DOCUMENT SEGMENT -
§

In today’s world, we are taught to diagnose, to medicate, and most subtly, we are quietly urged to ignore our own intuition. Healing became something outside of ourselves. An outsourced product: a prescription, a treatment, a waiting list. A system not necessarily built with our histories, families, or lived experiences at the center. One that sees symptoms and solutions instead of people and their stories. We are told to measure and manage, but not how to deliberately listen and be aware.
So we went backwards, to where we started, where we came from, to the wisdom of our ancestors.
The Broth Lab wasn’t created to romanticize the past, it was created because the present wasn’t working.
Returning to what our ancestors knew revealed something obvious yet forgotten: the body doesn’t malfunction, it speaks. Which meant we needed an approach that reconnected us to ourselves and our nervous systems instead of pathologizing them. Something that would honor the body and its wisdom.
Our ancestors had rituals, seasons, breath, movement, and community. They understood regulation (at least a certain kind) without necessarily needing to define it. They simply paid attention to what healed and what harmed.

§

INFORMATION -

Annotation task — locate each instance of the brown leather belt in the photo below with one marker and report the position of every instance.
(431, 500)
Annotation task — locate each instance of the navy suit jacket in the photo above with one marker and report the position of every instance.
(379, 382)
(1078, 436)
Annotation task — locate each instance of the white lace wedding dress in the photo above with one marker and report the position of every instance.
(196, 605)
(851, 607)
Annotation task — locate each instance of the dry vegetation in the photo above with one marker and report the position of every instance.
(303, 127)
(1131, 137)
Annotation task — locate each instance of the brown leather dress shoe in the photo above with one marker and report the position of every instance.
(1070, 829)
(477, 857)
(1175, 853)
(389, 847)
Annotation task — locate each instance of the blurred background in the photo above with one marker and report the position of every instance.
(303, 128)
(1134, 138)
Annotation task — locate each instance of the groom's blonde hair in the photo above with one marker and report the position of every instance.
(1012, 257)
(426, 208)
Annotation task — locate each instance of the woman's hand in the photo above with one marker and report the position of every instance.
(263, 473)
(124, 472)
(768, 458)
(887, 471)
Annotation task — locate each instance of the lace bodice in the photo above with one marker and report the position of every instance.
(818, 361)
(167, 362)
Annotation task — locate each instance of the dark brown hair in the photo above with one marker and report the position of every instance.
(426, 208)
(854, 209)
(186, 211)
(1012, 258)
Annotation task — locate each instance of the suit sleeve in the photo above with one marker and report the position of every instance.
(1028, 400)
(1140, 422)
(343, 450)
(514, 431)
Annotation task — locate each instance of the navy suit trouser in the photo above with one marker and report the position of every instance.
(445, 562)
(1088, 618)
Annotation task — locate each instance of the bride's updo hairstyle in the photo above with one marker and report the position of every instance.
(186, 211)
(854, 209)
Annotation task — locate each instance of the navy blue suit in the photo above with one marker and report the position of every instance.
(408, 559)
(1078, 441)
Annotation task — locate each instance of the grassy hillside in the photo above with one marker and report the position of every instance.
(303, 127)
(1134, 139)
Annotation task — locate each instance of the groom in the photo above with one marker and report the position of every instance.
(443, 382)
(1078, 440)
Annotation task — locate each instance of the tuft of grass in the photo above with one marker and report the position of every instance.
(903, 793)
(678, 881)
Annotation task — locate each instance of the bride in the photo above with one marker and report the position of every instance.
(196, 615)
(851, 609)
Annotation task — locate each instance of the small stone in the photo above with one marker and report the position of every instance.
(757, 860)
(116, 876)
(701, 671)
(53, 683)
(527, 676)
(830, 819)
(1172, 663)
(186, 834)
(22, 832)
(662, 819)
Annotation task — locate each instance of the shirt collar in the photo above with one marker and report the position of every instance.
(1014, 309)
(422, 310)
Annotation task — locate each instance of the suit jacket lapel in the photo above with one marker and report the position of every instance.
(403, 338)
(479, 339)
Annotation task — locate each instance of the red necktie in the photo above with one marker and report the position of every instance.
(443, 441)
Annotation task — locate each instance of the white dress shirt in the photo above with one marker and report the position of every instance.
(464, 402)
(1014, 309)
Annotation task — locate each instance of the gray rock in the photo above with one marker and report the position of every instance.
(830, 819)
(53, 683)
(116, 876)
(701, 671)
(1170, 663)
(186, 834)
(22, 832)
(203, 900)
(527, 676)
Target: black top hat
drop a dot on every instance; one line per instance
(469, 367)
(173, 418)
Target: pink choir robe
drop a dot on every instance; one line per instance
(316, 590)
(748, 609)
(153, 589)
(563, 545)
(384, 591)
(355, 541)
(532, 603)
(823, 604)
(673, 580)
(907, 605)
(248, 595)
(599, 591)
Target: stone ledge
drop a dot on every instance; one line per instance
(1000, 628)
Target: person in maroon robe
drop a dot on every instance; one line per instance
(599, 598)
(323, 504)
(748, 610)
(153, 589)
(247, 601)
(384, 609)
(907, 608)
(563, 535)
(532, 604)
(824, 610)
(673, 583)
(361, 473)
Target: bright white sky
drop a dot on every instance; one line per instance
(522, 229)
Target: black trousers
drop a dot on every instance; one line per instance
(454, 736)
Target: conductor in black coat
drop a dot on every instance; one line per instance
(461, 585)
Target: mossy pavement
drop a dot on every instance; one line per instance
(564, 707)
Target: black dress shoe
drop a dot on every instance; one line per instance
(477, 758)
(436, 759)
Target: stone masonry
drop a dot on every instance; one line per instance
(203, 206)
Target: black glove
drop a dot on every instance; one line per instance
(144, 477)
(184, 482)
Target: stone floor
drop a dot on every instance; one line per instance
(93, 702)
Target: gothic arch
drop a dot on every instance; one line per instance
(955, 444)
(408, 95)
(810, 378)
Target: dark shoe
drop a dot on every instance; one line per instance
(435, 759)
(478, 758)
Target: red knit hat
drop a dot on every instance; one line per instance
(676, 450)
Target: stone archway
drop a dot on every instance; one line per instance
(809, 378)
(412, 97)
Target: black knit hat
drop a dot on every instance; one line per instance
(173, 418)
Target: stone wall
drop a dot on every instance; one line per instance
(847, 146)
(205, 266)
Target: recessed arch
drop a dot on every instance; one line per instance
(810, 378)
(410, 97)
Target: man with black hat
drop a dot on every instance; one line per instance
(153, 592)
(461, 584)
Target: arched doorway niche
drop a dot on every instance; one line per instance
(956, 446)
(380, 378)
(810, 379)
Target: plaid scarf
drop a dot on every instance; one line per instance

§

EXERCISE INSTRUCTIONS -
- A) From the Broth Lab passage above, write out the part that opens with the words containing "In today’s world, we" and closes with "and be aware.".
- B) Answer these questions using the Broth Lab passage above.
(i) Why was The Broth Lab created?
(ii) What five things did our ancestors have?
(iii) What does the body do instead of malfunctioning?

TASK-BY-TASK RESULTS -
- A)
In today’s world, we are taught to diagnose, to medicate, and most subtly, we are quietly urged to ignore our own intuition. Healing became something outside of ourselves. An outsourced product: a prescription, a treatment, a waiting list. A system not necessarily built with our histories, families, or lived experiences at the center. One that sees symptoms and solutions instead of people and their stories. We are told to measure and manage, but not how to deliberately listen and be aware.

- B)
(i) Because the present wasn't working.
(ii) Rituals, seasons, breath, movement, and community.
(iii) It speaks.